● **WORK REQUEST**: When you return the entries, keep every word and mark exactly as it is.

● **DATA EXTRACTS**:
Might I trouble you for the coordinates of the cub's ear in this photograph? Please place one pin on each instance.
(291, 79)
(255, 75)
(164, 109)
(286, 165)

● **SOLUTION**:
Might I trouble you for the coordinates of the cub's ear in this photograph? Please place one pin on each instance.
(291, 79)
(255, 75)
(164, 109)
(286, 165)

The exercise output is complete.